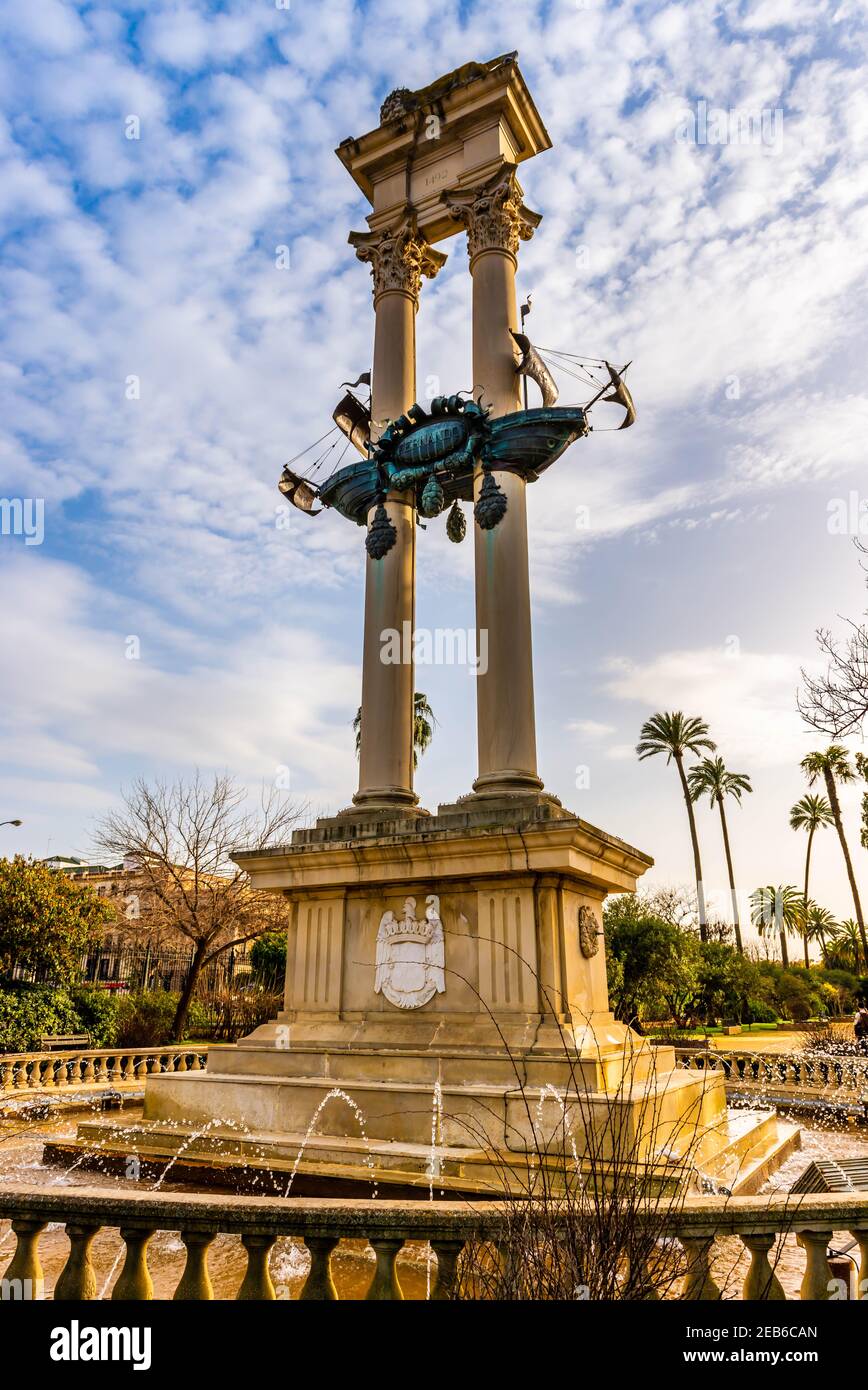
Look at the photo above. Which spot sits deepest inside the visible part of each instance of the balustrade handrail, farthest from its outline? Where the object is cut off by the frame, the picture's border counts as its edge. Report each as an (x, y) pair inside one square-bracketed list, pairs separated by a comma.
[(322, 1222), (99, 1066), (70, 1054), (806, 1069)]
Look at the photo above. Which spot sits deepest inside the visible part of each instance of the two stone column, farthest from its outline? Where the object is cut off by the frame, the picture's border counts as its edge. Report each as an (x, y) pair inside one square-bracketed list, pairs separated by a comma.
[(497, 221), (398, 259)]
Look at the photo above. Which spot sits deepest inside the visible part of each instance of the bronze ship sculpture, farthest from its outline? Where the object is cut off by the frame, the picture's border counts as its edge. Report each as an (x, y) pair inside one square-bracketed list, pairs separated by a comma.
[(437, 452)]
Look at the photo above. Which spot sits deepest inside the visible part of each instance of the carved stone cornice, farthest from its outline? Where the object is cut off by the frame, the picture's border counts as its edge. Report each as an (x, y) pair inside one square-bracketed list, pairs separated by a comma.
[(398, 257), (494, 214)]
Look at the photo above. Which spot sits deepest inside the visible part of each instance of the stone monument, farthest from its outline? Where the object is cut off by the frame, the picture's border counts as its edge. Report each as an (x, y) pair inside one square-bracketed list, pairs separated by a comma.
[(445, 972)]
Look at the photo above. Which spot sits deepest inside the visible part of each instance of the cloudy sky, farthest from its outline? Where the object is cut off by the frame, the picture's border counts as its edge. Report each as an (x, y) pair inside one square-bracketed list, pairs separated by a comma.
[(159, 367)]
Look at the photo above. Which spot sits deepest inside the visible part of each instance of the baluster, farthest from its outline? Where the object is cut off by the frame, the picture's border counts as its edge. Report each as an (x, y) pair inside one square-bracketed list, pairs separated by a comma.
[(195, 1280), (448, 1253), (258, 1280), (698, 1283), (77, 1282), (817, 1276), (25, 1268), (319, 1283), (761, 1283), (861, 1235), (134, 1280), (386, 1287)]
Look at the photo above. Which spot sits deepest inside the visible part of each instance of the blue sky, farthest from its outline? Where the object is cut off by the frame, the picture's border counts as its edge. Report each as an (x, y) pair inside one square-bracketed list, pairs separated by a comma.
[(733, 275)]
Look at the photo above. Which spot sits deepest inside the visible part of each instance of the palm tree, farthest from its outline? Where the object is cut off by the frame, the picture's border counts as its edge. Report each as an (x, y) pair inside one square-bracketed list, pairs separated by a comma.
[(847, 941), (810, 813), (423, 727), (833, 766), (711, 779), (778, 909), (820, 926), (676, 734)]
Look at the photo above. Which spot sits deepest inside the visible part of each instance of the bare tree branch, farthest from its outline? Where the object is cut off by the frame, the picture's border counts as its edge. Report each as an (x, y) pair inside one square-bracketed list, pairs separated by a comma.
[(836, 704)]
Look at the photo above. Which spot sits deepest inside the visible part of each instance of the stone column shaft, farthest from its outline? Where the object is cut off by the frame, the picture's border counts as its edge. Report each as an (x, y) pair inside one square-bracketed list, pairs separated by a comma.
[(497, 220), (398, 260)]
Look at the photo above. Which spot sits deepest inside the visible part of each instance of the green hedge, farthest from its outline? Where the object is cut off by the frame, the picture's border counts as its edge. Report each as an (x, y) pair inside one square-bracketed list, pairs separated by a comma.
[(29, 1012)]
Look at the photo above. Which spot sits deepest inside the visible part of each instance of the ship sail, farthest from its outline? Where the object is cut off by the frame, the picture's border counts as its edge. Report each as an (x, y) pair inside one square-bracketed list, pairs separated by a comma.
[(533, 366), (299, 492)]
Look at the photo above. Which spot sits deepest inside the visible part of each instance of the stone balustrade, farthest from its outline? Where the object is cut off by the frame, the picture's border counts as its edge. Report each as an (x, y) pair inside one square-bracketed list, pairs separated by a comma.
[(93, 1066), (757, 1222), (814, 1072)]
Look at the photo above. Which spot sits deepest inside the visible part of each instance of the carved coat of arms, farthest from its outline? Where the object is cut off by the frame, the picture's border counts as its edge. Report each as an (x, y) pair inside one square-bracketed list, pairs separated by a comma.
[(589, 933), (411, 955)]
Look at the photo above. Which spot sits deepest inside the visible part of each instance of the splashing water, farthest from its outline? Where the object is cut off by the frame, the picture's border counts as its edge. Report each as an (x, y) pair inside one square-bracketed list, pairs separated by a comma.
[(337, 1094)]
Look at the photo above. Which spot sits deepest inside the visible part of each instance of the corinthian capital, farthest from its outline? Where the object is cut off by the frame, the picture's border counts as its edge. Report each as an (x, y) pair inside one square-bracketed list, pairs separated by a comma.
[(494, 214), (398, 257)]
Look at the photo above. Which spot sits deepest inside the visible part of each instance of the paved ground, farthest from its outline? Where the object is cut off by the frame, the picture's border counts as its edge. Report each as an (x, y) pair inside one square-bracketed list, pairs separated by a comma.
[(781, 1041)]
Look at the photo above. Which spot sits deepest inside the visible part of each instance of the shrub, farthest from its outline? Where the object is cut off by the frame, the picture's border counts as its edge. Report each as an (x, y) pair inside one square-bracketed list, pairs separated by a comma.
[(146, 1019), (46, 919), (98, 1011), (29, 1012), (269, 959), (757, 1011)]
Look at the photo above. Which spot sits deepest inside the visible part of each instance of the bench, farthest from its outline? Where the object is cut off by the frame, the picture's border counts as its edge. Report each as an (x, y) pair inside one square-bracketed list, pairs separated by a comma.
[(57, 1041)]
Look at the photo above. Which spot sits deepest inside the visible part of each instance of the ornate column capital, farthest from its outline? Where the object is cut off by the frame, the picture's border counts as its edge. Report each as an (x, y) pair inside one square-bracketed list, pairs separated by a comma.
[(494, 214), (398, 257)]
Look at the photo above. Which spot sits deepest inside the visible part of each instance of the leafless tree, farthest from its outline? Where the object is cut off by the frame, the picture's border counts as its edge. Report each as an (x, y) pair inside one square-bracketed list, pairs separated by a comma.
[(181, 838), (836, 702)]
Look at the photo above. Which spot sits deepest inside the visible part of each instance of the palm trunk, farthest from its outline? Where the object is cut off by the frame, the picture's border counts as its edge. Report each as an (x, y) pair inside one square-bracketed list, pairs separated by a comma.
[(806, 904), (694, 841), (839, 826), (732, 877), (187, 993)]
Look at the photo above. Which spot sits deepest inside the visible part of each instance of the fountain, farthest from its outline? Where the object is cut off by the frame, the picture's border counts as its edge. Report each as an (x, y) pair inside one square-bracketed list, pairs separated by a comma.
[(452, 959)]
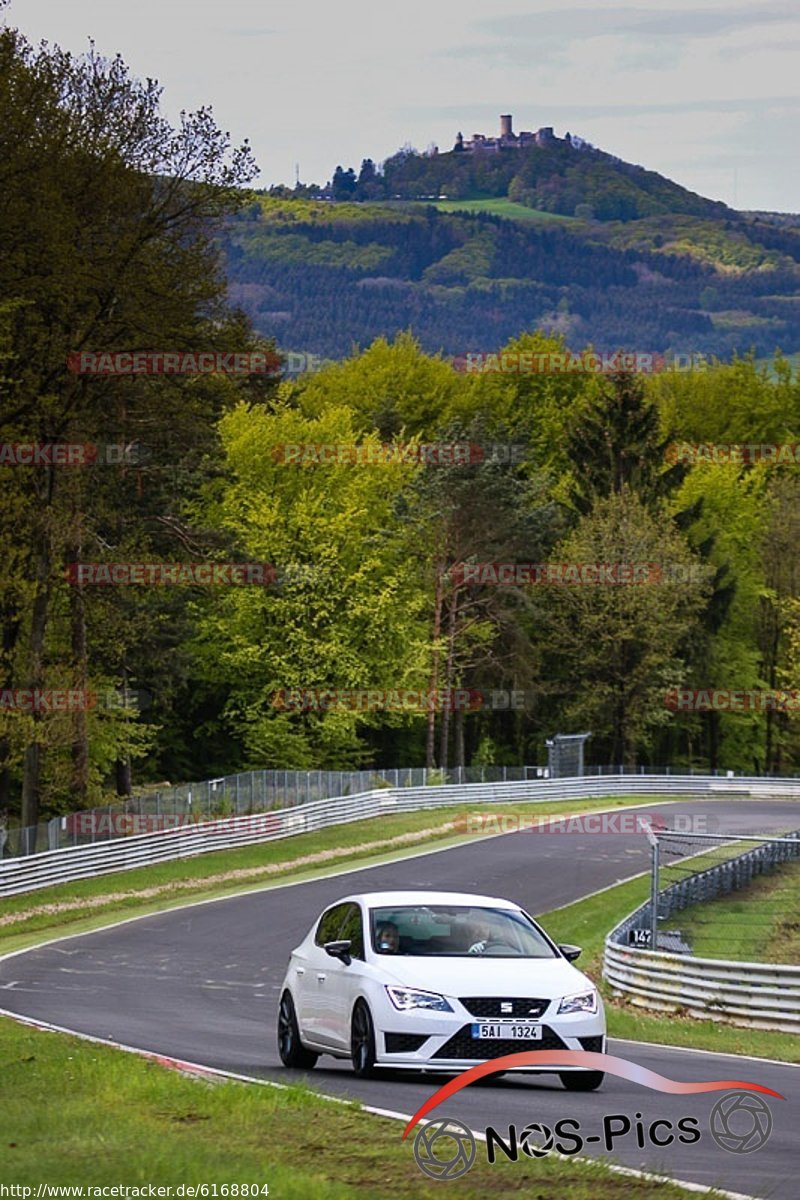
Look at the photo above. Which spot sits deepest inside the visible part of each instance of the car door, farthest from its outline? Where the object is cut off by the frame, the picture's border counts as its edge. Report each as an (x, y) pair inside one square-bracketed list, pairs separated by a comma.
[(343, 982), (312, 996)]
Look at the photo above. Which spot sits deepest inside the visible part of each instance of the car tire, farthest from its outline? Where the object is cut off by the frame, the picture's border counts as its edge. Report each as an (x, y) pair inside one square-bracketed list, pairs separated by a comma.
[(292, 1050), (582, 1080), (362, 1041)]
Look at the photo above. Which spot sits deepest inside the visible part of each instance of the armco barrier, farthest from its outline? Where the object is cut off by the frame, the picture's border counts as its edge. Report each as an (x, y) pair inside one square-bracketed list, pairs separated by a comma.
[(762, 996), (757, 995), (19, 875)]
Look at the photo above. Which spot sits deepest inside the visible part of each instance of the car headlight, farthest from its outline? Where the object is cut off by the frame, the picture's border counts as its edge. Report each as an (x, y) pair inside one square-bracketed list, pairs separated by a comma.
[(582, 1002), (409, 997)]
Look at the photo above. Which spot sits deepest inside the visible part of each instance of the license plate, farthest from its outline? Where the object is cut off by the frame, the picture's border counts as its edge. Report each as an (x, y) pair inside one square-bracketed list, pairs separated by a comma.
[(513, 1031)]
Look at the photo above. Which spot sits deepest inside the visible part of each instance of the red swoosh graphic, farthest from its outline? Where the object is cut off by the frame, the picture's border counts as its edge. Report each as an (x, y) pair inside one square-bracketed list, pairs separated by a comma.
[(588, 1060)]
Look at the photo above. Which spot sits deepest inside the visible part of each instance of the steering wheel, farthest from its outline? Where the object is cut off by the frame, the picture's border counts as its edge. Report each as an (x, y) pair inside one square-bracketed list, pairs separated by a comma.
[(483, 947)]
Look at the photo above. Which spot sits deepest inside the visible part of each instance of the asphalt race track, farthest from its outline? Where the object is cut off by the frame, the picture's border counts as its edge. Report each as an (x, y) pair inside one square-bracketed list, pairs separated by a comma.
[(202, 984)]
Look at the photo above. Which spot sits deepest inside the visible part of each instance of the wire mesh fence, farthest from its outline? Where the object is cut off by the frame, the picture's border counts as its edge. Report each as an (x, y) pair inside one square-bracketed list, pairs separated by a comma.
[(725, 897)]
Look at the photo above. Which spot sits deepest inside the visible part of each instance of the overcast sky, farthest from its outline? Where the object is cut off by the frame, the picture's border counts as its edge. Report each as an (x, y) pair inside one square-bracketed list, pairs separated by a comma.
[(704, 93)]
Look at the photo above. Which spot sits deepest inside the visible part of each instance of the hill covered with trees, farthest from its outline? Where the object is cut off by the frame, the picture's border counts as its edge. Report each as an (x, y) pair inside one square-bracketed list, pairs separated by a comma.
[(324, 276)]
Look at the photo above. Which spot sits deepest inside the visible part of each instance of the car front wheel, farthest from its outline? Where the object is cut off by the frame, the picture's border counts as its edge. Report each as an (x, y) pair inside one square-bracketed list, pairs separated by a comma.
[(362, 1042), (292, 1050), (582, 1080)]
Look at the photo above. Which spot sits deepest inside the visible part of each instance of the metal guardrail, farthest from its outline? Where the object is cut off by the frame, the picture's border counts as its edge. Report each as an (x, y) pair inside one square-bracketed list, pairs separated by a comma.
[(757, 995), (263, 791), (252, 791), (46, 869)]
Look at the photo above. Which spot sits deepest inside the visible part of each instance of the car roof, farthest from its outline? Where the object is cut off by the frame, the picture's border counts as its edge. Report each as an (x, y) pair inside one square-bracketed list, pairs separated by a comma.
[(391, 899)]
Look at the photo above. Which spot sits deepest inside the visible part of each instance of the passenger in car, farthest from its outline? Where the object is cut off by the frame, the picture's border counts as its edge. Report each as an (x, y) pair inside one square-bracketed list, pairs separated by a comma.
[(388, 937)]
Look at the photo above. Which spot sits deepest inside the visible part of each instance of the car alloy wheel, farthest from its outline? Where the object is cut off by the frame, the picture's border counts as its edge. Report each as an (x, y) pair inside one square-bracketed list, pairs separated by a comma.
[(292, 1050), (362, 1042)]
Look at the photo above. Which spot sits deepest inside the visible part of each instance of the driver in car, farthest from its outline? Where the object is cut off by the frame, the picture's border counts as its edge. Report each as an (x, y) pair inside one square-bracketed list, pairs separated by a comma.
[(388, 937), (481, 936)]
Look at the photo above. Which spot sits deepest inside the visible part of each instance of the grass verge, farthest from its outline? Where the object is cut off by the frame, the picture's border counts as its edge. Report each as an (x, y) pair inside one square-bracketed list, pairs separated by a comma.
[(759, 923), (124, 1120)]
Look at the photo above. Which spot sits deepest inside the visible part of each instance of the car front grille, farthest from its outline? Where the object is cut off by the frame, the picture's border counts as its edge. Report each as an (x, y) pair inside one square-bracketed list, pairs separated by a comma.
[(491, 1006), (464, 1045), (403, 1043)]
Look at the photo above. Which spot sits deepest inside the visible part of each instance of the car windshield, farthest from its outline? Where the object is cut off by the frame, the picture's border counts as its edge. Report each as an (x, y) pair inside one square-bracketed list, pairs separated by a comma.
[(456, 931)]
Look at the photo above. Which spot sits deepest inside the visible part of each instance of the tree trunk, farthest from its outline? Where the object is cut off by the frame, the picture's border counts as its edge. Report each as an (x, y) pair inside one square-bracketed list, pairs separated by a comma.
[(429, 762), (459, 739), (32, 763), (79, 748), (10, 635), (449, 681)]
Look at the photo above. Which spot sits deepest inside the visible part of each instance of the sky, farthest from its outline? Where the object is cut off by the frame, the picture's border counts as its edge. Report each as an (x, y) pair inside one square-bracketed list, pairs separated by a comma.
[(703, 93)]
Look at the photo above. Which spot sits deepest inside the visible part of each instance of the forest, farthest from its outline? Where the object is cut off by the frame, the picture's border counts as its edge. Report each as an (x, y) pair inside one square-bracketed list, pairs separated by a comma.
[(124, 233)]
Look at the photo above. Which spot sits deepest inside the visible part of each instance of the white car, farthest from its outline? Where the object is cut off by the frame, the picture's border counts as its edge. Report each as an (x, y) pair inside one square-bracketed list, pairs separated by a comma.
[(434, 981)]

=-=-=

### WHAT THE EXERCISE ASKS
Repeat exactly the lines starting at the line with "the sky, farthest" and ending with the final line of the entries. Include nothing else.

### TASK ANSWER
Look at the photo above. Which spot sits deepest inside the visible part of each instance of the sky, farthest from its outline? Where the object is cut off by the frame, the picture's border counts as its edge. Report each as an (x, y) pair inside one square-bracketed list, pairs separated by a comma.
[(703, 93)]
Look at the photo above. Which spot sits deepest inside the visible part of each instance of the forest, farthest from its outline? Where the object is cut off by the frame, the picture's border counts as its edge. Report each as an (x, y) pair inside one square-bracketed list, pairs separated by a comma.
[(124, 233)]
Look at the photo above. Which spot sits deepest inside the visible part of each instance of the white car, farthest from its outline? Where the object is cut off by the frame, the picture's border counts as its edge. Report each as an (x, y) pair inside one square-bracketed list, pairs separated by a comma.
[(434, 981)]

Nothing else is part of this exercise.